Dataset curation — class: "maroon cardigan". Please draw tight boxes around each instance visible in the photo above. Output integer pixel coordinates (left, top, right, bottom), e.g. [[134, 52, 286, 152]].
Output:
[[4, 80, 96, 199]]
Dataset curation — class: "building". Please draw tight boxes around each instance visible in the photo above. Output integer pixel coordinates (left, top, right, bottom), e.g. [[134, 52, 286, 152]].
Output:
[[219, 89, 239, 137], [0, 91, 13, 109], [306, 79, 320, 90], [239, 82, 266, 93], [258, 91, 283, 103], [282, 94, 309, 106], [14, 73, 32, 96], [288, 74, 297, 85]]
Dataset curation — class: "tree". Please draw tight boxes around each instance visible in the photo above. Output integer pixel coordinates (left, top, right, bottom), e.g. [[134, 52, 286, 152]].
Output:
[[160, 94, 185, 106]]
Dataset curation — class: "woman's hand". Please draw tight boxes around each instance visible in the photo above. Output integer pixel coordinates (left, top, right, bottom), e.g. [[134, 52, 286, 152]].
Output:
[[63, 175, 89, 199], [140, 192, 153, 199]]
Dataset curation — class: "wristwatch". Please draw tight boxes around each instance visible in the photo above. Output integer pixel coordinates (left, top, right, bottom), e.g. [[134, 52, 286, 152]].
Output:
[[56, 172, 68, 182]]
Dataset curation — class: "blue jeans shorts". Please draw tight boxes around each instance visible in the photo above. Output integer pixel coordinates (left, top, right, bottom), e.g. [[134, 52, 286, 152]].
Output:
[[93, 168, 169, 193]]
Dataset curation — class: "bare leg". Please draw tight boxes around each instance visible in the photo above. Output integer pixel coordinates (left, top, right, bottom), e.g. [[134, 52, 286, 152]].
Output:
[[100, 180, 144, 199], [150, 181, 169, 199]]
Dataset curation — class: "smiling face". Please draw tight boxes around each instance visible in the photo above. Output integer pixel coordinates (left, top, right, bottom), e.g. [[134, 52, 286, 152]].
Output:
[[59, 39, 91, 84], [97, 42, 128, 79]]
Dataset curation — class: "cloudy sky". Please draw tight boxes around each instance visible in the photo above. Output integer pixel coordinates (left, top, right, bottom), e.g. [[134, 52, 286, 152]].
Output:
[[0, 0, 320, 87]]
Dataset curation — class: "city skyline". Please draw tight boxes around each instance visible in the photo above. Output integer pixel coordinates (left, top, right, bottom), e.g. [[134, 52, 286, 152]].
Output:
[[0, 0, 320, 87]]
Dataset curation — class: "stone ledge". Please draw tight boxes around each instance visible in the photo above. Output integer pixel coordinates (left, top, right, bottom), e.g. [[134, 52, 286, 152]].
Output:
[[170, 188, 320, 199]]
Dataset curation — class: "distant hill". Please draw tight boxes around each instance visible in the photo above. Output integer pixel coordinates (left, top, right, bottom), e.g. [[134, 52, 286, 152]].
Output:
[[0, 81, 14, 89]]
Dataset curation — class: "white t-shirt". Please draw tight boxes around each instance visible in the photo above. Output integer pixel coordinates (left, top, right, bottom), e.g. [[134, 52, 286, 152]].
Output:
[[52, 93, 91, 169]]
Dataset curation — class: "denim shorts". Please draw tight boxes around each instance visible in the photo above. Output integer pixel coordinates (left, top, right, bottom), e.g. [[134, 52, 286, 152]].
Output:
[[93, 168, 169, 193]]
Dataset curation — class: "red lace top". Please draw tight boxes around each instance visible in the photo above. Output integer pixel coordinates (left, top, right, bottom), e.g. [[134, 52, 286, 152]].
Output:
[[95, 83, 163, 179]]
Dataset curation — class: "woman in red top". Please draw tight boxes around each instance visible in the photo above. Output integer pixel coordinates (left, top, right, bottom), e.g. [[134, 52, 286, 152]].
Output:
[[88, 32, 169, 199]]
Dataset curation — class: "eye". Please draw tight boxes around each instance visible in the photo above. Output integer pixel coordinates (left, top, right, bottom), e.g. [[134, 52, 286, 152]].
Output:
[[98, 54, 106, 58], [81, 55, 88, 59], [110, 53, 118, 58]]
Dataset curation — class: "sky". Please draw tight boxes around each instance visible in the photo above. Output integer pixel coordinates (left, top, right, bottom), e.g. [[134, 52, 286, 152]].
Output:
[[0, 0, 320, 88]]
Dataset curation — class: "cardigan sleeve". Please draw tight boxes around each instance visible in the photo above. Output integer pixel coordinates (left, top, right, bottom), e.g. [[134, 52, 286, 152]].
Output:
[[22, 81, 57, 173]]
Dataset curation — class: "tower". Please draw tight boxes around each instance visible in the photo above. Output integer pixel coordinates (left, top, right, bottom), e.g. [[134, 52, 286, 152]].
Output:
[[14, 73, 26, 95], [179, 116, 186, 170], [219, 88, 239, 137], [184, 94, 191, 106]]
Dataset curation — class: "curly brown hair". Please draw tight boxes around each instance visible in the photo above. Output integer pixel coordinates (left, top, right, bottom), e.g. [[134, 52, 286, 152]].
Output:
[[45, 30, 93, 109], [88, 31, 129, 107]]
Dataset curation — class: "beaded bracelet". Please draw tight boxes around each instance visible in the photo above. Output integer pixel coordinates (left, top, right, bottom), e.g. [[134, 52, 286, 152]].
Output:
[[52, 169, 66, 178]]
■ ■ ■ ■
Copy the entire listing above line for line, leaving every character unchanged.

→ **Result of the task**:
Dataset curation — class: "maroon cardigan". Please draw tight boxes around each instance visible in the photo above. Output integer pixel coordinates (left, top, right, bottom), e.g. [[134, 52, 286, 152]].
Output:
[[4, 80, 96, 199]]
Dataset curation — class: "building". Please draw tight boxes around each instance visible in the photo above. Output integer pixel coordinates (left, top, right, bottom), e.g. [[134, 52, 286, 152]].
Output:
[[219, 89, 239, 137], [0, 91, 13, 109], [306, 79, 320, 90], [239, 82, 266, 93], [258, 91, 283, 103], [282, 94, 309, 106], [14, 73, 32, 96], [288, 74, 297, 85]]
Dataset curation — class: "tree". Please draw tight boxes around each instance visible in the photo above. Output integer pixel coordinates (left, top, right, bottom), e.g. [[134, 52, 286, 152]].
Output:
[[160, 94, 185, 106]]
Dataset curation — class: "woman's hand". Please draw tight boxes around each instance visible in the photo above. Output integer pixel coordinates (left, top, right, bottom), e.g. [[134, 52, 286, 152]].
Output:
[[63, 175, 89, 199], [140, 192, 153, 199]]
Dataset curation — class: "wristwatch". Please draw tight boxes around each instance visible in the photo above. Output integer pixel coordinates (left, top, right, bottom), e.g. [[134, 52, 286, 152]].
Output:
[[56, 172, 68, 182]]
Dataset curation — class: "blue jeans shorts". Please draw tight boxes around each instance visible in the photo above. Output integer pixel coordinates (left, top, right, bottom), e.g. [[134, 52, 286, 152]].
Output:
[[93, 168, 169, 193]]
Dataset curation — class: "bare leg". Please draw tight boxes around each instance visible in the photo above. Output integer pixel coordinates (left, top, right, bottom), e.g. [[134, 52, 286, 152]].
Output:
[[100, 180, 144, 199], [150, 181, 169, 199]]
Dataset curation — class: "smiling face". Please draw tight boxes around each instance visible in the photo above. Output integer pixel coordinates (left, top, right, bottom), e.g. [[134, 52, 286, 152]].
Output:
[[59, 39, 91, 84], [97, 42, 128, 79]]
Dataset curation — class: "cloudy sky". Please draw tight boxes around each instance visible in the photo above. Output integer pixel coordinates (left, top, right, bottom), e.g. [[134, 52, 286, 152]].
Output:
[[0, 0, 320, 87]]
Dataset curation — class: "city skyline". Please draw tight boxes around each instance visible in the photo above. Output integer pixel coordinates (left, top, right, bottom), e.g. [[134, 52, 286, 152]].
Output:
[[0, 0, 320, 87]]
Dataset curation — class: "stone ledge". Please draw tight boxes around each instance visible in the photo above. Output integer pixel coordinates (left, top, right, bottom), e.g. [[134, 52, 286, 152]].
Output:
[[170, 188, 320, 199]]
Dataset curation — class: "distant hill". Please draw tight boxes around each instance visible in the photo above. Output integer pixel coordinates (left, top, right, bottom), e.g. [[134, 52, 286, 152]].
Output:
[[0, 81, 14, 89]]
Dataset curation — class: "white t-shirt". Please draw tight boxes around each instance visible in the photo above. Output integer pixel coordinates (left, top, right, bottom), e.g. [[134, 52, 286, 152]].
Output:
[[52, 93, 91, 169]]
Dataset curation — class: "denim shorts". Please draw tight boxes around each instance visible in the photo above. Output integer pixel coordinates (left, top, right, bottom), e.g. [[134, 52, 286, 152]].
Output:
[[93, 168, 169, 193]]
Dataset curation — class: "red lace top". Please draw tight boxes around each instance visible in the photo above. Output integer pixel coordinates (left, top, right, bottom), e.g. [[134, 52, 286, 152]].
Output:
[[95, 83, 163, 179]]
Dataset curation — class: "woman in red top". Please draw tight boxes around each instance visible in the photo above. Output integer pixel coordinates (left, top, right, bottom), e.g. [[134, 52, 286, 152]].
Output:
[[88, 32, 169, 199]]
Dataset curation — class: "eye". Please draw tight boxes around each instance visible in the photo above. Output integer pixel coordinates (left, top, right, bottom), e.g. [[134, 52, 286, 152]].
Output:
[[98, 54, 106, 58], [81, 55, 88, 59], [110, 53, 118, 58]]
Dataset curation — class: "sky". Please draw tight boxes around each instance visible in the photo above. Output integer pixel coordinates (left, top, right, bottom), e.g. [[134, 52, 286, 152]].
Output:
[[0, 0, 320, 88]]
Dataset curation — class: "cardigan sleeve". Please draw tight boxes around each instance visible in the photo above. Output integer pixel coordinates (left, top, right, bottom), e.g. [[134, 52, 286, 152]].
Output:
[[22, 81, 57, 173]]
Dataset curation — class: "tower". Please draw tight boxes around each instance visible in the photo above. Output integer pixel coordinates (left, top, right, bottom), e.g. [[134, 52, 286, 152]].
Output:
[[14, 73, 26, 95], [179, 116, 186, 170], [219, 88, 239, 137], [184, 94, 191, 106]]
Dataset curation — class: "curly brown hair". Please draw tight boxes around each instance visible in the photo above. Output integer pixel coordinates (left, top, right, bottom), e.g. [[134, 52, 286, 152]].
Output:
[[45, 30, 93, 109], [88, 31, 129, 107]]
Dataset curation — class: "beaded bracelet". Please draw tight boxes around each instance visible in the photo above. Output integer pixel coordinates (left, top, right, bottom), e.g. [[134, 52, 286, 152]].
Output:
[[52, 169, 66, 178]]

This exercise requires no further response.